## begin Material

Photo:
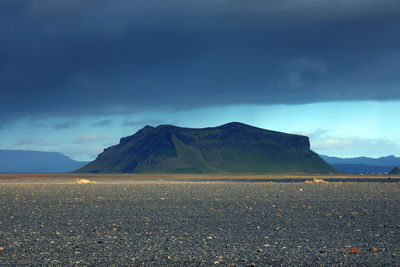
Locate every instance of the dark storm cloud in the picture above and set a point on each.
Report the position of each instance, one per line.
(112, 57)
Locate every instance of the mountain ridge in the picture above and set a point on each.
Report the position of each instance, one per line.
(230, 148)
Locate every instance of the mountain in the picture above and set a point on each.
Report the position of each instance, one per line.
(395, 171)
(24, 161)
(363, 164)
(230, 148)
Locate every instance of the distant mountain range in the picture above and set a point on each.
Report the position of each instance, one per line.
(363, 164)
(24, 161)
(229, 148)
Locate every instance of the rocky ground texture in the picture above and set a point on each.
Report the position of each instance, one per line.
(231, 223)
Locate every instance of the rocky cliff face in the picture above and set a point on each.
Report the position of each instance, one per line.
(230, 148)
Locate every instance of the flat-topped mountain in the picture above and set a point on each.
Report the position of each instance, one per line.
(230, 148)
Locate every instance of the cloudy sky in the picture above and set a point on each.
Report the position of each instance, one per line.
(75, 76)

## end Material
## begin Material

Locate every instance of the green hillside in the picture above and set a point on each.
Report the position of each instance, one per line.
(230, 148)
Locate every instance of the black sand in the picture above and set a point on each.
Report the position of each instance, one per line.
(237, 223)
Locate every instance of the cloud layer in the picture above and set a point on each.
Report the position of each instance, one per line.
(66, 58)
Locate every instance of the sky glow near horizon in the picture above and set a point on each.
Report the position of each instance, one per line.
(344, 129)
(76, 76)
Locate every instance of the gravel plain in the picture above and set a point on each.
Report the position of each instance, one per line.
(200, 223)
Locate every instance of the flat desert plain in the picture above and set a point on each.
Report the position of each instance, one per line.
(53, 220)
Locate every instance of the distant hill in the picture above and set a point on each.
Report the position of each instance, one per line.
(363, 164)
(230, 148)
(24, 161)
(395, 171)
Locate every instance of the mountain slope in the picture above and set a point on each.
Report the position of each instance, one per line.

## end Material
## begin Material

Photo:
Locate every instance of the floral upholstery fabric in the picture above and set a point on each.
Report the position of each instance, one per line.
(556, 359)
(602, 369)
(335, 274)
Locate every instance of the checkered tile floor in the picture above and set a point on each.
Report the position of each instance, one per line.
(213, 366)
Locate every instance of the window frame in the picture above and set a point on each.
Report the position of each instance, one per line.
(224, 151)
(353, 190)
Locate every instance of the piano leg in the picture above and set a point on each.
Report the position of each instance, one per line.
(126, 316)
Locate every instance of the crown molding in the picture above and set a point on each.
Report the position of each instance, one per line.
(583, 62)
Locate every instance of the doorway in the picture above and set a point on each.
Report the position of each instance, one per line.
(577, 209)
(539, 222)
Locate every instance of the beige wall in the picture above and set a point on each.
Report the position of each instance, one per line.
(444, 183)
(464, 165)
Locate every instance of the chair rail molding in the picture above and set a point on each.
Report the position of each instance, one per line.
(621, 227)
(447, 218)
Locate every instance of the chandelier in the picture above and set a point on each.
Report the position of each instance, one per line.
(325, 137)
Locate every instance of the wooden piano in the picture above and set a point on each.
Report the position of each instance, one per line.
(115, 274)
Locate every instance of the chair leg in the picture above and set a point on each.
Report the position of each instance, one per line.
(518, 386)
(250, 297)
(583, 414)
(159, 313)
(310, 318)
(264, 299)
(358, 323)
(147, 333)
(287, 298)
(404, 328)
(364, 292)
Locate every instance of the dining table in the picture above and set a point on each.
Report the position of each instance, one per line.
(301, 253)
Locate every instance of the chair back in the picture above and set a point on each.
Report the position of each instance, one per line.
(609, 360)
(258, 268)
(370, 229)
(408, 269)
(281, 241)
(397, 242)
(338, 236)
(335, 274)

## end Material

= Aim =
How many of the rows above contain the string "chair", with case counting? Reply with the number only.

= Exercise answer =
3